*DO THIS*:
Pick out each line of the data below that contains the string "every", treating uppercase and lowercase as different, and copy those lines.

[Mask labeling examples]
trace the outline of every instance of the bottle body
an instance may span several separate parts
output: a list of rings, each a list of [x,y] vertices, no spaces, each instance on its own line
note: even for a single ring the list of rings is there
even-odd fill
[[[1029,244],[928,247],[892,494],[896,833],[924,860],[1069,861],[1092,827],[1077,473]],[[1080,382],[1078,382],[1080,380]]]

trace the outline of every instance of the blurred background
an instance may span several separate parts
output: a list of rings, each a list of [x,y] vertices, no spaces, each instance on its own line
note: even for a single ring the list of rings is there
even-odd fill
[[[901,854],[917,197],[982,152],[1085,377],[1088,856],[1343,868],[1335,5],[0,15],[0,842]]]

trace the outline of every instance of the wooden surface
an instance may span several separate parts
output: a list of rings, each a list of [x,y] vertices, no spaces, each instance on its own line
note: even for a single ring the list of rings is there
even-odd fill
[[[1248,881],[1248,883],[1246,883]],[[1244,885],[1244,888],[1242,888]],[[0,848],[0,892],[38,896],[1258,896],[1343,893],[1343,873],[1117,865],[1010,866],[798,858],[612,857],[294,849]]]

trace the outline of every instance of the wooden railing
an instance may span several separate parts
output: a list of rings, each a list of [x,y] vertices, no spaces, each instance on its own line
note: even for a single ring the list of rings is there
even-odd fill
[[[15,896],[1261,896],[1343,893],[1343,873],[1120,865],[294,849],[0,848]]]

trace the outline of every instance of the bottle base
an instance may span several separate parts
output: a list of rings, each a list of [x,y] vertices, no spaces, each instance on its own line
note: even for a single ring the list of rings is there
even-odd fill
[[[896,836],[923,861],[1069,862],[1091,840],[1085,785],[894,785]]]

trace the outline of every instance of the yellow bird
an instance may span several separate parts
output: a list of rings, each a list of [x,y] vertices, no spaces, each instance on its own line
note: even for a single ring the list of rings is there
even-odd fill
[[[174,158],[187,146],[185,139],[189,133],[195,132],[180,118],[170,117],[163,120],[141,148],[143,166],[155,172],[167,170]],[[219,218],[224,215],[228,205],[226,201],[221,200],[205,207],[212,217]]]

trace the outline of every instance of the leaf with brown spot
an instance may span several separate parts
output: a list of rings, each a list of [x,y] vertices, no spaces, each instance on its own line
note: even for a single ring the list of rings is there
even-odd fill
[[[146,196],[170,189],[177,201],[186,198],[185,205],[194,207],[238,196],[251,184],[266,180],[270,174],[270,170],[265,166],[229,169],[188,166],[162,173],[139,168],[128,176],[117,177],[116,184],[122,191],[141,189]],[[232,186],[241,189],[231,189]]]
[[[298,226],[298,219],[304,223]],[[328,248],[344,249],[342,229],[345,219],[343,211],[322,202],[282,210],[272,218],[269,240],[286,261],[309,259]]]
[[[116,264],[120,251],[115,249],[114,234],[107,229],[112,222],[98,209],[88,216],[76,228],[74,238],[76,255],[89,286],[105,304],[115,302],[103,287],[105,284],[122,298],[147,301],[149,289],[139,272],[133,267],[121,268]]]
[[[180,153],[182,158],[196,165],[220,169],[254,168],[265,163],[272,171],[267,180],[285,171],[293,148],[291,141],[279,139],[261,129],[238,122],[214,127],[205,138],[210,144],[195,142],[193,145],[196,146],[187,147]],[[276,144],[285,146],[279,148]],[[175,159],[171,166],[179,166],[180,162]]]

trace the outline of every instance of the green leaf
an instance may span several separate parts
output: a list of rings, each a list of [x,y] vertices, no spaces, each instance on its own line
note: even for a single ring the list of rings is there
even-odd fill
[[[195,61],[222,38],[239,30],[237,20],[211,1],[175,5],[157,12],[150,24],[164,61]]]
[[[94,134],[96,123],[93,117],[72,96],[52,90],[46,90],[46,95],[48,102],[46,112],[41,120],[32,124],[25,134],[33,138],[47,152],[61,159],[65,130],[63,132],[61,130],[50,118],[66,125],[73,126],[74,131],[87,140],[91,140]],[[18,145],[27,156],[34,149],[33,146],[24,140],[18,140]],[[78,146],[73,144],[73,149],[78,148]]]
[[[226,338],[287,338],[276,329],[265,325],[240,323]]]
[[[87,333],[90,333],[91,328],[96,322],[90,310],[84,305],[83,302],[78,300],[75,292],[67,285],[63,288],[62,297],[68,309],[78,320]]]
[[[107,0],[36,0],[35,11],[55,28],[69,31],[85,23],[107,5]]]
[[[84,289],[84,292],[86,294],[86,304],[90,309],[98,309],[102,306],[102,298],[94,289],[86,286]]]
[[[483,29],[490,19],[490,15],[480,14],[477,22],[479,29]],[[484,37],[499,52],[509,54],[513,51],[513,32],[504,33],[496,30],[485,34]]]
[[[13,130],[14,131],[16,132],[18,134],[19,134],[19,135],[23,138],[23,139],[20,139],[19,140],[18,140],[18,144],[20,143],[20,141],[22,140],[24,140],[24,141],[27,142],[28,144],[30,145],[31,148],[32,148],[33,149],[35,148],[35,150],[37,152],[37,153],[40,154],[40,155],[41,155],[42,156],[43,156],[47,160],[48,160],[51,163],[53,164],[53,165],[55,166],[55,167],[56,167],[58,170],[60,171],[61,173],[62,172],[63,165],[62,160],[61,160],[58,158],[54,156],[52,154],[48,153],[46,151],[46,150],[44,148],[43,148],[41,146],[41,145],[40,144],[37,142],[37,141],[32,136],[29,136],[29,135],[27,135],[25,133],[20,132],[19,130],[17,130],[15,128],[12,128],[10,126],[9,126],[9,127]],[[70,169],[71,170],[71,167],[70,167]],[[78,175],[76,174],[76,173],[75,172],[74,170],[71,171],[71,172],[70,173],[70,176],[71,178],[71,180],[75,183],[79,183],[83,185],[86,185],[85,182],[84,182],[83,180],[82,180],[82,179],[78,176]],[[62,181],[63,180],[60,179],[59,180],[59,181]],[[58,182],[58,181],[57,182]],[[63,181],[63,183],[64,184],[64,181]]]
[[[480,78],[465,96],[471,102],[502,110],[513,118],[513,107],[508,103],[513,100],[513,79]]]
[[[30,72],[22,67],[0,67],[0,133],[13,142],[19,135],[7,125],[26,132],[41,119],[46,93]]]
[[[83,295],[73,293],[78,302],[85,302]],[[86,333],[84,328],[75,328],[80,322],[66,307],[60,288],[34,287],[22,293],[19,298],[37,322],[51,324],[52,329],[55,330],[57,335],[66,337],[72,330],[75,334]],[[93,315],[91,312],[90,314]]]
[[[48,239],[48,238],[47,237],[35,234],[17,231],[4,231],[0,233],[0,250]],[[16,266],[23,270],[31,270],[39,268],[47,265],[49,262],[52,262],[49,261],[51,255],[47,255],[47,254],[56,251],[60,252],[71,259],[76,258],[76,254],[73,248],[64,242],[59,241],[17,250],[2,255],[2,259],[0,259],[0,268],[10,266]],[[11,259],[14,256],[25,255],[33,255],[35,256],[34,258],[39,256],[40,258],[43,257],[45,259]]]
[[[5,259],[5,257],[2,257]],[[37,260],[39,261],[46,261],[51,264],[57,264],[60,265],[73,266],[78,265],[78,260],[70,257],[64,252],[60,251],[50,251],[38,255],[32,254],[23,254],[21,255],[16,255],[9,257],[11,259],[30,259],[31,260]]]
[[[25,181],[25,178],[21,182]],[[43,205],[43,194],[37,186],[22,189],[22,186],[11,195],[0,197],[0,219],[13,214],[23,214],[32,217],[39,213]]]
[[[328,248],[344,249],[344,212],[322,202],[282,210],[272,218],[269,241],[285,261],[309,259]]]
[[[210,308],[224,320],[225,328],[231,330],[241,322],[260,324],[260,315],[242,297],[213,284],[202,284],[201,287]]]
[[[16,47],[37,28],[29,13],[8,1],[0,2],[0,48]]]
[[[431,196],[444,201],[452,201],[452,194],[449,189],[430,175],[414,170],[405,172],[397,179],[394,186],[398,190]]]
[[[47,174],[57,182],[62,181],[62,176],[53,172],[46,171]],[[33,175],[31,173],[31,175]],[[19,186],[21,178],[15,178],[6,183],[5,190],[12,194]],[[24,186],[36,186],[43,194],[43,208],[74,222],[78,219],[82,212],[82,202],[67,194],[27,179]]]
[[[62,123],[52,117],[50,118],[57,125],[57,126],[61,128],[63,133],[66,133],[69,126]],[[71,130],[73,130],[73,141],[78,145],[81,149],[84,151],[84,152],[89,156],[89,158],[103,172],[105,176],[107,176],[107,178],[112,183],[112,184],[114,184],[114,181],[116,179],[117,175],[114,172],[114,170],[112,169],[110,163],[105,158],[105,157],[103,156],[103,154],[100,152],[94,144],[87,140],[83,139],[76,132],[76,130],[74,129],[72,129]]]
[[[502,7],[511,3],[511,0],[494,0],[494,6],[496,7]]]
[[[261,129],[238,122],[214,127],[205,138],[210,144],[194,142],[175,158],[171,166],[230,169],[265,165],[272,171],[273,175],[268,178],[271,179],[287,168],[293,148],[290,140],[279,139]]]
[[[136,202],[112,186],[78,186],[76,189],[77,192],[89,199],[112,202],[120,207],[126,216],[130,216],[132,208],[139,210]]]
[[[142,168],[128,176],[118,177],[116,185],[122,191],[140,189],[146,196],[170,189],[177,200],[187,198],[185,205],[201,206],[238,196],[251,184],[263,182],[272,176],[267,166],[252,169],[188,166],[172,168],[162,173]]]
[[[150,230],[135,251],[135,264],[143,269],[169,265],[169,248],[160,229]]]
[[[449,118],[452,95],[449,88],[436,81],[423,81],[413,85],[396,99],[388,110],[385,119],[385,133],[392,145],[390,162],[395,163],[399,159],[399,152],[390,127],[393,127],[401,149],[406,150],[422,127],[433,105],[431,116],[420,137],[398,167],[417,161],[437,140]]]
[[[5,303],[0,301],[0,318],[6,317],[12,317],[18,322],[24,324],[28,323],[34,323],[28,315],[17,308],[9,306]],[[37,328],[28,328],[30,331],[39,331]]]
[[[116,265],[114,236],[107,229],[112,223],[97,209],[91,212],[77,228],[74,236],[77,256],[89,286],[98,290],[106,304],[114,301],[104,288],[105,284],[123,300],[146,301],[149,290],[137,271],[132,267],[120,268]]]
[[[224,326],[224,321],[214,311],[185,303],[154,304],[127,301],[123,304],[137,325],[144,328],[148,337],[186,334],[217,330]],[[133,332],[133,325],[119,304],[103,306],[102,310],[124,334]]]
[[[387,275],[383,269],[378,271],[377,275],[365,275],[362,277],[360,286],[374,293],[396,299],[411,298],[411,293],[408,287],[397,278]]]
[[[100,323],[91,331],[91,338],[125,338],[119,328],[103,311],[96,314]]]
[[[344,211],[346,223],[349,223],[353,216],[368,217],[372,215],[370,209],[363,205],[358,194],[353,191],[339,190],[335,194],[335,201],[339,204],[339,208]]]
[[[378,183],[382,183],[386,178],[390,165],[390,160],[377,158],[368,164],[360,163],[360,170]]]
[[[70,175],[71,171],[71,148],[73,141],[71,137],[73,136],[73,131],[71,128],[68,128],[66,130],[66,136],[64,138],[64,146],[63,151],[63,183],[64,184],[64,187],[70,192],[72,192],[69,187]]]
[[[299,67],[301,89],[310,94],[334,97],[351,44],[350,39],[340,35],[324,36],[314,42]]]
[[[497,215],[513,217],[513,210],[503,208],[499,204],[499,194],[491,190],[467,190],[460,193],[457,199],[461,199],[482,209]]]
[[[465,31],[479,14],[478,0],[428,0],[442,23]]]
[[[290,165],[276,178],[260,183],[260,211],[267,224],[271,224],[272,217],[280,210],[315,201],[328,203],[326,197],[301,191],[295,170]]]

*THE REPLY*:
trace the outline of every instance of the bottle body
trace the outline of every instance of the blurred background
trace the outline of every instance of the wooden surface
trace the outline of every instance of the wooden railing
trace the outline of every instance of the bottle base
trace the outline of every instance of the yellow bird
trace the outline of every instance of the leaf with brown spot
trace the outline of every instance of the green leaf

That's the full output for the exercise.